• Given problem: Copy each of the following rows again without any changes.
─── Supplied data
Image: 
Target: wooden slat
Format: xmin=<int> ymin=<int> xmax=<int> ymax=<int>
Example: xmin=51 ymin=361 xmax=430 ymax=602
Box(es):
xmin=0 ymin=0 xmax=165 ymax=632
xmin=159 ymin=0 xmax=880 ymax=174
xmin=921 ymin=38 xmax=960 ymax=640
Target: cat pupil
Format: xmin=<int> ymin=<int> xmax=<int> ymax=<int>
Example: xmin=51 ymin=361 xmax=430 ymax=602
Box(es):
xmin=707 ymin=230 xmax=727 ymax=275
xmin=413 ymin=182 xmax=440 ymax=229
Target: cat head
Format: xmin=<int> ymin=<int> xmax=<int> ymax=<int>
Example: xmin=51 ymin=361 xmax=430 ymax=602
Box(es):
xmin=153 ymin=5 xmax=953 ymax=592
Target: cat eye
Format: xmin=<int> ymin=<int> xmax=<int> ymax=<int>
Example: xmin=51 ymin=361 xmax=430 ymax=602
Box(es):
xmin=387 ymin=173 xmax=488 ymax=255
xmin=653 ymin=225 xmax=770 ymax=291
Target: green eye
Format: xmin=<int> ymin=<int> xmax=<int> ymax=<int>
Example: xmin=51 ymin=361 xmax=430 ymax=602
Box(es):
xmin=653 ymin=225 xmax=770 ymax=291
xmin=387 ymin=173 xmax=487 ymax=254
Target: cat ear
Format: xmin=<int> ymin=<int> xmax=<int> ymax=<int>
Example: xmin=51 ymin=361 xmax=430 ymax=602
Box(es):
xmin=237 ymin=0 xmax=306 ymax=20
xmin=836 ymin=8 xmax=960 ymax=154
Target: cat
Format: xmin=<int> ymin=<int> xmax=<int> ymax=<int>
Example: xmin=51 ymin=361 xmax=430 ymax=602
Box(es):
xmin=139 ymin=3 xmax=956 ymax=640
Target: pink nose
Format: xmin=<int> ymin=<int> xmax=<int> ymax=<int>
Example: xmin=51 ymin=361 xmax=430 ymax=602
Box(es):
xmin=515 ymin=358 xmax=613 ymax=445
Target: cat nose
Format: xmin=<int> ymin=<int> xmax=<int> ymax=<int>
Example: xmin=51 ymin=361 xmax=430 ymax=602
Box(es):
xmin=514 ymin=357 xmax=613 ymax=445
──────
• Exercise answer:
Image: 
Target: wooden slat
Format: xmin=<int> ymin=<int> xmax=<int> ymax=<int>
Example: xmin=51 ymin=361 xmax=430 ymax=602
Box(es):
xmin=0 ymin=0 xmax=165 ymax=632
xmin=159 ymin=0 xmax=880 ymax=174
xmin=921 ymin=38 xmax=960 ymax=640
Target: cat pupil
Format: xmin=<int> ymin=<int> xmax=<int> ymax=<int>
Example: xmin=51 ymin=361 xmax=430 ymax=602
Box(es):
xmin=707 ymin=230 xmax=727 ymax=275
xmin=413 ymin=182 xmax=440 ymax=229
Target: cat head
Format: xmin=<int> ymin=<int> xmax=<int> ymax=<int>
Example: xmin=51 ymin=361 xmax=430 ymax=602
Box(es):
xmin=153 ymin=5 xmax=953 ymax=592
Target: cat eye
Format: xmin=<int> ymin=<int> xmax=<int> ymax=<int>
Example: xmin=51 ymin=361 xmax=430 ymax=602
Box(es):
xmin=387 ymin=173 xmax=488 ymax=255
xmin=653 ymin=225 xmax=770 ymax=291
Target: green eye
Format: xmin=<int> ymin=<int> xmax=<int> ymax=<int>
Example: xmin=51 ymin=361 xmax=430 ymax=602
Box(es):
xmin=653 ymin=225 xmax=770 ymax=291
xmin=387 ymin=173 xmax=487 ymax=254
Target: cat ear
Format: xmin=<int> ymin=<int> xmax=<int> ymax=<int>
Example: xmin=51 ymin=361 xmax=430 ymax=602
Box(es):
xmin=237 ymin=0 xmax=306 ymax=20
xmin=836 ymin=8 xmax=960 ymax=154
Target: cat
Format: xmin=<int> ymin=<int> xmax=<int> ymax=<int>
Example: xmin=51 ymin=361 xmax=430 ymax=602
Box(es):
xmin=139 ymin=3 xmax=956 ymax=640
Target: pink nose
Format: xmin=<int> ymin=<int> xmax=<int> ymax=<int>
Example: xmin=51 ymin=361 xmax=430 ymax=602
Box(es):
xmin=515 ymin=358 xmax=613 ymax=445
Target: cat nose
Format: xmin=<int> ymin=<int> xmax=<int> ymax=<int>
Example: xmin=51 ymin=361 xmax=430 ymax=602
Box(es):
xmin=514 ymin=357 xmax=613 ymax=445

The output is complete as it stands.